Lay out as a numbered list the lines in the records below, from the line containing "like x=437 y=359." up to and including the line containing "x=424 y=251", with blank lines left out.
☆ ☆ ☆ ☆
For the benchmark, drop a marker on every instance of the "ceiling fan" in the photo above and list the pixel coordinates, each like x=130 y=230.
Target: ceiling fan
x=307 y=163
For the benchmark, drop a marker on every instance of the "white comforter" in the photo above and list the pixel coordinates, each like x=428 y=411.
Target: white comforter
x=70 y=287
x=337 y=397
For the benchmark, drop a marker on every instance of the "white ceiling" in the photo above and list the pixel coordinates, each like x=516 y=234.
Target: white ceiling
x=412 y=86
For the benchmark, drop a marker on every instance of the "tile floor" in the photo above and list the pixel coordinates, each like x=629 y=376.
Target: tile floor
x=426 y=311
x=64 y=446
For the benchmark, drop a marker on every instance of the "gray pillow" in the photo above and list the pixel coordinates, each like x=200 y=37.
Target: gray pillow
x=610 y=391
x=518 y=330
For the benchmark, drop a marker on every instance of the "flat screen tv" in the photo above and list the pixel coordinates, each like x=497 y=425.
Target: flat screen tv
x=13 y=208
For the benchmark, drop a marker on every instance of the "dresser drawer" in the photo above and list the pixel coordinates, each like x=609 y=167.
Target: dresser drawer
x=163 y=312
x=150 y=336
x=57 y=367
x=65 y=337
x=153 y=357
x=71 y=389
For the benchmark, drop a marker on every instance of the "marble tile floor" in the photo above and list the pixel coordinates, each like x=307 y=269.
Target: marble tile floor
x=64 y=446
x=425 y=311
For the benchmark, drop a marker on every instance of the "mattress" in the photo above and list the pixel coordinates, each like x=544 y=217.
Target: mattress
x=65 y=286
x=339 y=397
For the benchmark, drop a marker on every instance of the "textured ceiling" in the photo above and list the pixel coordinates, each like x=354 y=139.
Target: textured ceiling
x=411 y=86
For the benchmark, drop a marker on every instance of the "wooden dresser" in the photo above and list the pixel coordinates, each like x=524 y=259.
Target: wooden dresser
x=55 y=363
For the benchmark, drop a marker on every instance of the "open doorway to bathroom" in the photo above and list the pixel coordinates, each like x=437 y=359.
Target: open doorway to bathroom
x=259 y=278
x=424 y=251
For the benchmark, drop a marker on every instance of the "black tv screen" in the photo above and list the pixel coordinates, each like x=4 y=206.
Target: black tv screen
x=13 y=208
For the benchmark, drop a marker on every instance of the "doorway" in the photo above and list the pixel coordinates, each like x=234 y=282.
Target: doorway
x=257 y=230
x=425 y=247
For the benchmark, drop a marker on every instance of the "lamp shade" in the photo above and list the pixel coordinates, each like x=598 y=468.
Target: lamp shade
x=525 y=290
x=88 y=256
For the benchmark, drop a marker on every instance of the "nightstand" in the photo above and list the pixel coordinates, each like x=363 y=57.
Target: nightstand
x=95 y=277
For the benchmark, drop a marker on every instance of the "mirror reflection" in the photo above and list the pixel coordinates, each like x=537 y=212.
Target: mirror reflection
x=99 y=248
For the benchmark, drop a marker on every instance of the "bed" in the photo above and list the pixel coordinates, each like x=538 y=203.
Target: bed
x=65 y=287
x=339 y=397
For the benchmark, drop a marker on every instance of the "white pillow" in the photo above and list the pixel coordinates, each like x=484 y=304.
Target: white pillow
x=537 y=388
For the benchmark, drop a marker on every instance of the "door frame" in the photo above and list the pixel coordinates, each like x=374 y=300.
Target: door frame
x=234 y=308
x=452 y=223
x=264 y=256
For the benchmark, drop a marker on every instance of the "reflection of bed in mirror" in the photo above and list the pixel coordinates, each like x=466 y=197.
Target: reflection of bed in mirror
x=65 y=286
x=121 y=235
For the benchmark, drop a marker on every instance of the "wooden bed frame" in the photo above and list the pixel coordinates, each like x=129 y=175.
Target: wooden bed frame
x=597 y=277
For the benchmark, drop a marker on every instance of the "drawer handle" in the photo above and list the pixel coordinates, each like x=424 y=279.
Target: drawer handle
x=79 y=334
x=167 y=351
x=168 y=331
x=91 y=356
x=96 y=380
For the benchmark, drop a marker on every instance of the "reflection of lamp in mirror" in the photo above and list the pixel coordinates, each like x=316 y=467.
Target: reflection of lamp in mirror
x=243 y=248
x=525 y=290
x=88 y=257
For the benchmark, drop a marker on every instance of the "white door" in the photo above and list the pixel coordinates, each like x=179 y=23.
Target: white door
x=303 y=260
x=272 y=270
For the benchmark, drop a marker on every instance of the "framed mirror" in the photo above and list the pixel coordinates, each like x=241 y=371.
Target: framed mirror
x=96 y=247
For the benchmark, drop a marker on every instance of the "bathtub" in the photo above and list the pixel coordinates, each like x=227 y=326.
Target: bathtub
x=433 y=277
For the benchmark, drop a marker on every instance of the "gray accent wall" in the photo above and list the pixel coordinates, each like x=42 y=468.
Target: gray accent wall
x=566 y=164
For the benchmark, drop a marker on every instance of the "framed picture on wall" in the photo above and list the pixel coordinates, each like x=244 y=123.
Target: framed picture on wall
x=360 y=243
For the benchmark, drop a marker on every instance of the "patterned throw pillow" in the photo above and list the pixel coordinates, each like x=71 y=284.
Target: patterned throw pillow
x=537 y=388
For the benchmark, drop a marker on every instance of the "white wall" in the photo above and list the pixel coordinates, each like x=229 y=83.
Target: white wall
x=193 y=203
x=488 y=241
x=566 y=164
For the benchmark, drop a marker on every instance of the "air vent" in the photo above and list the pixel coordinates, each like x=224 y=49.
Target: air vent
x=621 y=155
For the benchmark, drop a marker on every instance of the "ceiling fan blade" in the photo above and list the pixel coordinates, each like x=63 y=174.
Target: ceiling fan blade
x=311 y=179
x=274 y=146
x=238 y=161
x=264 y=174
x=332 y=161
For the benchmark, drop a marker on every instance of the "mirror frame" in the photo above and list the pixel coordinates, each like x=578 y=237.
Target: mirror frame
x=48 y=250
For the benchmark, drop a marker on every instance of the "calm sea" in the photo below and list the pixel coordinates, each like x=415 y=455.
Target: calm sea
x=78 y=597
☆ ☆ ☆ ☆
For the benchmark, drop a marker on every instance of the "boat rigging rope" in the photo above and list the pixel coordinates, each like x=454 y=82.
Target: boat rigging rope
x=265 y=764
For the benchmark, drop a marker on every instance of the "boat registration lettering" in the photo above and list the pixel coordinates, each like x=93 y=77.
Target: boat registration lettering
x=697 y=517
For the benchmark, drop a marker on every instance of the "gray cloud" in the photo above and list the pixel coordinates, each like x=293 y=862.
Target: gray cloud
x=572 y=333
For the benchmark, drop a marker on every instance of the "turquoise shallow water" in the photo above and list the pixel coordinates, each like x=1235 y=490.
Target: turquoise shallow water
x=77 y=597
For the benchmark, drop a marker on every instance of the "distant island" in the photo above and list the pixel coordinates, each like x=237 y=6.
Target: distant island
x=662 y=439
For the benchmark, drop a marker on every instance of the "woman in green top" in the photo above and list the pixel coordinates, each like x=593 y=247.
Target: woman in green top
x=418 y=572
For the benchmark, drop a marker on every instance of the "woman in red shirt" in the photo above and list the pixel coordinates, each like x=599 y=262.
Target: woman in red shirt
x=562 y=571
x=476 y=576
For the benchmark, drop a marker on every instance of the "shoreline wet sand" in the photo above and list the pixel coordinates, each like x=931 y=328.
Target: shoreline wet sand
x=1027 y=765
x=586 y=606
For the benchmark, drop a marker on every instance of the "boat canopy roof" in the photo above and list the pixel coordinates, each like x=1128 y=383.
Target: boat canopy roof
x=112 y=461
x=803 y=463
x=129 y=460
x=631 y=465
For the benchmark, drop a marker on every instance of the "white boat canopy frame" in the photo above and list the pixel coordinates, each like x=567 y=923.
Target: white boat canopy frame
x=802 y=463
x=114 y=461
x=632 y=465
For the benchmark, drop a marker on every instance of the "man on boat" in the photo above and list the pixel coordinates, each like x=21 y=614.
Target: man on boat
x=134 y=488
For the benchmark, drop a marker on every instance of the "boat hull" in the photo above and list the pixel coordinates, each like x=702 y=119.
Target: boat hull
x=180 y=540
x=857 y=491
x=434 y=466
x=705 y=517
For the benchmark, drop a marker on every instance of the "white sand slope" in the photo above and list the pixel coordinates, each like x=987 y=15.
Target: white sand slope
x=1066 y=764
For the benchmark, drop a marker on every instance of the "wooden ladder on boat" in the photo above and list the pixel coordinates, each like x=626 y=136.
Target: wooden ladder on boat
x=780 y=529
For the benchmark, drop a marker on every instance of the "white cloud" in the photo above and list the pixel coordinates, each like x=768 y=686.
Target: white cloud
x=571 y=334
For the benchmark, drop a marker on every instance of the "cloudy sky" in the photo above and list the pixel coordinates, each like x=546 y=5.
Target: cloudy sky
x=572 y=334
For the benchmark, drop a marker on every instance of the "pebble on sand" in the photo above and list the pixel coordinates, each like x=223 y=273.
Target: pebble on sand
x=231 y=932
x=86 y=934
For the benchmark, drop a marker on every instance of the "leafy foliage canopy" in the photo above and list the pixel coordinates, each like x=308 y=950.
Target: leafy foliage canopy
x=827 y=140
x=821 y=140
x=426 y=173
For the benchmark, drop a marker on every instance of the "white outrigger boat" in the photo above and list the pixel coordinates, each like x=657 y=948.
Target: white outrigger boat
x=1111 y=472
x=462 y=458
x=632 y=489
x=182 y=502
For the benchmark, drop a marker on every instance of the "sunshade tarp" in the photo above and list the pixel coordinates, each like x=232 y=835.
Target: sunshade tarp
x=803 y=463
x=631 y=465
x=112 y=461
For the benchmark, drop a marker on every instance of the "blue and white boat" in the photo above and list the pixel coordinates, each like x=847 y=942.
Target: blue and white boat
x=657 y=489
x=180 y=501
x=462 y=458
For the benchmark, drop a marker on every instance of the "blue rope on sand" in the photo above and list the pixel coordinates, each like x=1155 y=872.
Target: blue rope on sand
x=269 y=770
☆ ☆ ☆ ☆
Written answer:
1. For the benchmark, drop a marker on every instance of the "open doorway to bathroom" in the photo above and list the pixel coordinates, each like x=437 y=359.
2. Target: open doorway to bathroom
3. x=259 y=278
4. x=424 y=251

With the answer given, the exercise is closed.